> _THE TASK_
Arrange every line of the rows below as a Markdown table with the columns Line and Text, giving each line its number and skipping blank lines. Leave the pictures out of the table.
┌──
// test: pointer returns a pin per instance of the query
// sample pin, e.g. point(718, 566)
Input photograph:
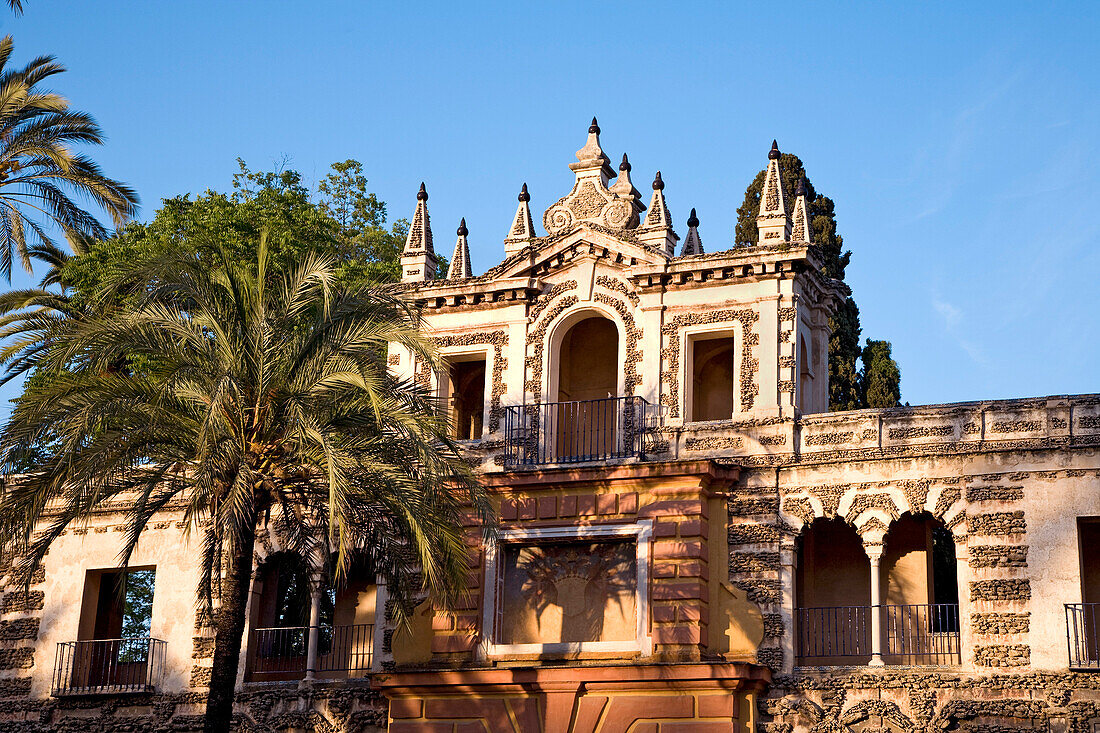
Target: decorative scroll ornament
point(591, 200)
└──
> _REPLY TO THE TASK_
| Line | Text |
|---|---|
| 1 | // test: pointer returns a pin per instance of the query |
| 2 | // sample pin, e.g. point(718, 566) |
| 3 | Input photograph: |
| 4 | Target: decorative scroll ornament |
| 5 | point(591, 200) |